▶ _Text provided_
▶
Why are you acting like the Soviets, silencing your own people?
And they're doing it because Christopher Hitchens was right.
They opened the gates.
They let the barbarian in.
The barbarian is destroying their countries.
So Marco Rubio, what was the phrase that Donald Trump used?
He said, you used a velvet glove, but it was still a kill.
Marco Rubio got up and he was the good cop.
Now, remember, when you have a bad cop and a good cop, they're both looking for the same thing.
They're both trying to get you to tell the truth.
And so Rubio was being the good cop and putting it in a positive connection, saying not what they're doing that's wrong, but what there is that connects us.
This is Rubio Cut 3.
We are part of one civilization, Western civilization.
We are bound to one another by the deepest bonds that nations could share, forged by centuries of shared history, Christian faith, culture, heritage, language, ancestry, and the sacrifices our forefathers made together for the common civilization to which we have fallen heir.
And so this is why we Americans may sometimes come off as a little direct and urgent in our council.
This is why President Trump demands seriousness and reciprocity from our friends here in Europe.
The reason why, my friends, is because we care deeply.
We care deeply about your future and ours.
And if at times we disagree, our disagreements come from our profound sense of concern about a Europe with which we are connected, not just economically, not just militarily.
We are connected spiritually and we are connected culturally.
I'll get to the substance of that in a minute, but just in terms of the style, that brilliant piece of speech writing and well-delivered, where he says we Americans can sometimes seem a little blunt.
◀
▶ _Problem set_
[1] Copy everything in the commentary on Marco Rubio's speech from "We care deeply about" down to "a little blunt.".
[2] Continue the commentary on Marco Rubio's speech to Europe, starting after its final sentence.

▶ _Dataset content_
▶
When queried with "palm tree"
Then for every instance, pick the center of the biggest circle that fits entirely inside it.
◀
▶ _The replies_
[1]
We care deeply about your future and ours.
And if at times we disagree, our disagreements come from our profound sense of concern about a Europe with which we are connected, not just economically, not just militarily.
We are connected spiritually and we are connected culturally.
I'll get to the substance of that in a minute, but just in terms of the style, that brilliant piece of speech writing and well-delivered, where he says we Americans can sometimes seem a little blunt.

[2]
He's talking about, you know, Trump going there and saying, give me Greenland.
That's what he's talking about.
And he's saying, you know, it's not that we're mean, it's that we care so much.
And Trump's reaction was hilarious.
Here he is today that the meeting of the new peace conference is supposed to solve the troubles in the Middle East.
Trump said this to Marco's Cut 12.
And Marco, you really did yourself proud two days ago in Munich.
In fact, so proud that I almost terminated his employee because they were saying, why can't Trump do this?
I do, but I say it differently.
But Marco, don't do any better than you did, please.
Because if you do, you're out of here.
I just say it differently.
Give me Greenland.
But what he is saying is he's talking about culture, right?
He's talking about the fact that when you send people to war, you don't ask people to send their children to war for an economic system.
You don't ask them to go to war to fight for, you know, who we are, as Barack Obama said.
We ain't nobody.
We ain't no better than Muslim people.
Our system is better, and it's for systems, our culture is better, and cultures are what form people.
And the reason we used to have a country in which I would say I disagree with what you say, but I will fight to the death for your right to say it, is because our system inculcated that in us.
And that system has been dismantled by leftists.
It has been dismantled by leftists taking over the school system, the academy, Hollywood, and the news media, and saying, no, here is where right thinking stops.
It stops right here with everybody who disagrees with me.
And anybody who disagrees with me is a fascist.
And it's just Hitler.
And we're not going to allow that at all.
And so at the same time, he was there making this claim that our cultures link us and our cultures, he said this repeatedly, are based in Christianity, which is simply true.
He talked about the fact that the people who came over here brought Christianity with them, brought their ideals with them.
And again, you know, sometimes people argue, oh, this founder was not a Christian.
He was a deist.
It doesn't matter.
They were all shaped by a thousand years and more, almost 2,000 years, of Christian thought and Christian thinking.
And you don't just give that away any more than the Christians of the medieval era could give away the classical inheritance they got from the Greeks.
So at the same time he was there, AOC and California haircut guy were also there trying to bring the Democrat thinking onto the world stage, which is really what they need.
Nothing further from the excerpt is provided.